Raw data:
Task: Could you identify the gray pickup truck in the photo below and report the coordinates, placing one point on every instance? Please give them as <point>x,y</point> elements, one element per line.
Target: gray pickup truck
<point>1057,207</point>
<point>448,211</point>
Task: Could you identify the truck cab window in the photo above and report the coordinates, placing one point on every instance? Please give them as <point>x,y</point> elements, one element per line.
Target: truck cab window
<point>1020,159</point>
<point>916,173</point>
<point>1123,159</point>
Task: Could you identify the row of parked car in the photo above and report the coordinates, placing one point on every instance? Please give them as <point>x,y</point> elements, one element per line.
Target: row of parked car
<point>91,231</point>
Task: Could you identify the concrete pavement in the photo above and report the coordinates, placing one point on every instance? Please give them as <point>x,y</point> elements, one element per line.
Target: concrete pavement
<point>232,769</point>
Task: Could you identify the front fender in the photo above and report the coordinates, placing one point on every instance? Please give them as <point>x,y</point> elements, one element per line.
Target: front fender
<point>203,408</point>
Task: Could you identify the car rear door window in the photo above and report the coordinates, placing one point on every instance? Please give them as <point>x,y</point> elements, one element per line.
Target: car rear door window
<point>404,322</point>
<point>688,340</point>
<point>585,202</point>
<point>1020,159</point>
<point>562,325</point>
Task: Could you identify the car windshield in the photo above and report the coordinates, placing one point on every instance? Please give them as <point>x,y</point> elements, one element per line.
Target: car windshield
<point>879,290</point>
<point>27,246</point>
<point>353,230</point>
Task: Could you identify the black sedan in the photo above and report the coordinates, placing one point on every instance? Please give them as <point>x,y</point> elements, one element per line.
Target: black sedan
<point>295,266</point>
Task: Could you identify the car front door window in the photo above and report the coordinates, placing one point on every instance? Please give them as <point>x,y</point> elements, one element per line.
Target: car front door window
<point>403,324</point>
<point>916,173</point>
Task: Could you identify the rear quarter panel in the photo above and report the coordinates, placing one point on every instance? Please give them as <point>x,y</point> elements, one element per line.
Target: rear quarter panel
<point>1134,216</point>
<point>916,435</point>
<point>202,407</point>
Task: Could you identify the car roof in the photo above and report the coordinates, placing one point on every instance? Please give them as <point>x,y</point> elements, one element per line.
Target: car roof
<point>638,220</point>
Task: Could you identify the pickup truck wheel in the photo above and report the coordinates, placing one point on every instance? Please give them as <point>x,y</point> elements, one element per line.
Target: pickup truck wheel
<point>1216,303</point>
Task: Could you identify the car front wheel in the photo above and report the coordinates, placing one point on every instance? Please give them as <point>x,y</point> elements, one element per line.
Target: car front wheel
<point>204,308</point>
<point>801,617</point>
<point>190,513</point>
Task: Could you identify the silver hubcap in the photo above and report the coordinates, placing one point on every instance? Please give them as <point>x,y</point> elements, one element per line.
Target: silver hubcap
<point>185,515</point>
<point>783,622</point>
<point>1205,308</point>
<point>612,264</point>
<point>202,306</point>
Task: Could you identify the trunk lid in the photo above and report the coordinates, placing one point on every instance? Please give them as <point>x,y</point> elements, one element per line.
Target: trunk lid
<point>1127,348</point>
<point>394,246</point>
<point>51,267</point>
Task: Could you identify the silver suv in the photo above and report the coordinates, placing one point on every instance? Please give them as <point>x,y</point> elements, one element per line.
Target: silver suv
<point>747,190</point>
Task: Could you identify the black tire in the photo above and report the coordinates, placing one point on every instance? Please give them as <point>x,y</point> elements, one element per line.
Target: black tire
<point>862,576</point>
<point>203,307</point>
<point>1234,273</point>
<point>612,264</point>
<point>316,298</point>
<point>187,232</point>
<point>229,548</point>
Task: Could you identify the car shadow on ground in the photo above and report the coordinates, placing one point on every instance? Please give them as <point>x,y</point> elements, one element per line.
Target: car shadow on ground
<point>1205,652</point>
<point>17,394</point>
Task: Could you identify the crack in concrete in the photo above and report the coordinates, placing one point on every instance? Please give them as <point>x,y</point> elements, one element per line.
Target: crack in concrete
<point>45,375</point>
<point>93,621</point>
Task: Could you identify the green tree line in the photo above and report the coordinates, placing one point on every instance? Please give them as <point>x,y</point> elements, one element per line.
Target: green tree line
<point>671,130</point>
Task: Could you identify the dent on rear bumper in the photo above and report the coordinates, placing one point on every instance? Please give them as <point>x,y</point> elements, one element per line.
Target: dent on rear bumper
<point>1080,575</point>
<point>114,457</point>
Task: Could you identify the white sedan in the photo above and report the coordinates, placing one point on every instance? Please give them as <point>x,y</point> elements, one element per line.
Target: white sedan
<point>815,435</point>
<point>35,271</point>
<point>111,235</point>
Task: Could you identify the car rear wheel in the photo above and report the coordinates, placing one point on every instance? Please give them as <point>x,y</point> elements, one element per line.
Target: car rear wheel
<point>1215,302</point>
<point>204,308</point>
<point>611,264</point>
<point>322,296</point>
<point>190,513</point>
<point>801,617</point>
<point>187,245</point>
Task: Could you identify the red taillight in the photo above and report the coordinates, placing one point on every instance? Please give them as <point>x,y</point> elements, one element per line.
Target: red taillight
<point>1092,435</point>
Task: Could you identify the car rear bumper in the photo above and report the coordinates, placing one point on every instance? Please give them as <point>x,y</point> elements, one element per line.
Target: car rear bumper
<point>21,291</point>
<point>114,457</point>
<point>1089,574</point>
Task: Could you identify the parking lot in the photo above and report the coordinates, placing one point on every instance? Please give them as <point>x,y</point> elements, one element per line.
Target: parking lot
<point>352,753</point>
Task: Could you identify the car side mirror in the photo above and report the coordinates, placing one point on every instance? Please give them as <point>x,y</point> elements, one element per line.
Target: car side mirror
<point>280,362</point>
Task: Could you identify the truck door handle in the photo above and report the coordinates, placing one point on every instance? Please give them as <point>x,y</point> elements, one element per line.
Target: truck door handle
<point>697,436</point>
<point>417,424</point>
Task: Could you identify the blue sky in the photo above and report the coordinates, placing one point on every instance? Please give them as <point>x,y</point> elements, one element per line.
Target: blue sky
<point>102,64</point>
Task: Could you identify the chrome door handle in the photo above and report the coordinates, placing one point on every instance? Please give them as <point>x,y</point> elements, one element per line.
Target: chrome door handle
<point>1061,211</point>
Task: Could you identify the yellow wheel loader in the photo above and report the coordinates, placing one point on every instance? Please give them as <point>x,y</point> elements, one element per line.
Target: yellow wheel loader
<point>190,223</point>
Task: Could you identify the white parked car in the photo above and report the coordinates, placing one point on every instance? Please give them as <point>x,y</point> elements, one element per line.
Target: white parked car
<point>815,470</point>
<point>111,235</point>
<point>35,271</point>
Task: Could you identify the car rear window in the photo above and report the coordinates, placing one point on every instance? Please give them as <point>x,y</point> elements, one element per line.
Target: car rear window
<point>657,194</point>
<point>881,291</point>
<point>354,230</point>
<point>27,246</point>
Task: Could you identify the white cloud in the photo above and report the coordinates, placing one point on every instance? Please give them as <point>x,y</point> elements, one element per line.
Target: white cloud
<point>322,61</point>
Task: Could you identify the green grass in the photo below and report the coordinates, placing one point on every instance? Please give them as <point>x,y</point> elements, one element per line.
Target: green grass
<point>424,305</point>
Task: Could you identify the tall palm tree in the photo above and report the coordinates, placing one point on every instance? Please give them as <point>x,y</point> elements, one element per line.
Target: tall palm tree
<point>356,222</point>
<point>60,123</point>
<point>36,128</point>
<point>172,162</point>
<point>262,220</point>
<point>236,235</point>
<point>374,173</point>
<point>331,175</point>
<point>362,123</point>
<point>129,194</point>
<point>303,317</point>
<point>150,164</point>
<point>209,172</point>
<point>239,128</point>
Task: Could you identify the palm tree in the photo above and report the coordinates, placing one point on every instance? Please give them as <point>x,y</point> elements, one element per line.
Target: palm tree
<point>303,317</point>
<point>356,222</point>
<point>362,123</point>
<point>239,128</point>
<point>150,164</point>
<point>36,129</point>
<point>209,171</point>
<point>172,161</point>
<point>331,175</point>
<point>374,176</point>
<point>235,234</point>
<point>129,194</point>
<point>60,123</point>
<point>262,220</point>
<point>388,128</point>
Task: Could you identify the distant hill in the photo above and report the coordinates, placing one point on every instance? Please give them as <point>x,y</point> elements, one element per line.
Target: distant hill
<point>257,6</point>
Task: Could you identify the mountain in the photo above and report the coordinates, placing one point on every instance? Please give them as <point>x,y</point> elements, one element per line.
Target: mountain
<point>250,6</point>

Task requirements:
Reproduce verbatim the rows from the very beginning through the line containing "<point>448,211</point>", including that line.

Completed task:
Task: Could you identify the gray pickup truck in the photo below and report the coordinates, placing one point on every instance? Please give them as <point>x,y</point> elements, one element per line.
Target: gray pickup truck
<point>1057,207</point>
<point>448,211</point>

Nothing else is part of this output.